> _Work required_
Write out the lines below as a numbered list, skipping any blank lines.

+ + + + + + +

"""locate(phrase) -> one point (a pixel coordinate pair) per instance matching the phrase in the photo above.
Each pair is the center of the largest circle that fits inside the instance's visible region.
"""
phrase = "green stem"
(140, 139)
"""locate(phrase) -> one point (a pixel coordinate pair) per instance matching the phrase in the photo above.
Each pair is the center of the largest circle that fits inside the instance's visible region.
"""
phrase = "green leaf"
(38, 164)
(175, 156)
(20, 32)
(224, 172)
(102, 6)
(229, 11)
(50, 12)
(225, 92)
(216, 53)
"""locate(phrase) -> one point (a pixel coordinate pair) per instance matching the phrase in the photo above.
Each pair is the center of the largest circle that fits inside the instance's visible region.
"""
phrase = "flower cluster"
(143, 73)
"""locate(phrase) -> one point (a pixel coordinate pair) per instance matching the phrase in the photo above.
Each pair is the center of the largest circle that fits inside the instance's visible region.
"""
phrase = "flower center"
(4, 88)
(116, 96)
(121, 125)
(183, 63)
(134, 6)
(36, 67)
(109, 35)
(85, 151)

+ + + + + + +

> _Solution below_
1. """locate(phrase) -> one point (a pixel coordinate pair) per instance matching the phrase in the photo above.
2. Each pair is the center of the largest circle that fits inside the instance's visible region.
3. """
4. phrase = "green stem"
5. (140, 139)
6. """locate(phrase) -> one point (a pixel coordinate pair) per instance matching the phrase in the photo above.
7. Each pair is the center of the largest circle that fits inside the instance's visible region.
8. """
9. phrase = "green leaf"
10. (38, 164)
11. (175, 156)
12. (20, 32)
13. (224, 172)
14. (102, 6)
15. (229, 11)
16. (50, 12)
17. (225, 92)
18. (216, 53)
19. """locate(phrase) -> one point (a pixel coordinate pair) per instance matching the phrase in the photo above.
20. Each pair is the center of the largest circle that fits inside the instance's visible region.
21. """
22. phrase = "flower cluster"
23. (143, 73)
24. """locate(phrase) -> one point (a pixel coordinate pair) per instance matching the phrase in the photo above.
25. Each pair is the center of the largest circle that fits inside the instance's visible region.
26. """
27. phrase = "flower center"
28. (4, 88)
29. (116, 96)
30. (121, 125)
31. (183, 63)
32. (134, 6)
33. (36, 67)
34. (109, 35)
35. (85, 151)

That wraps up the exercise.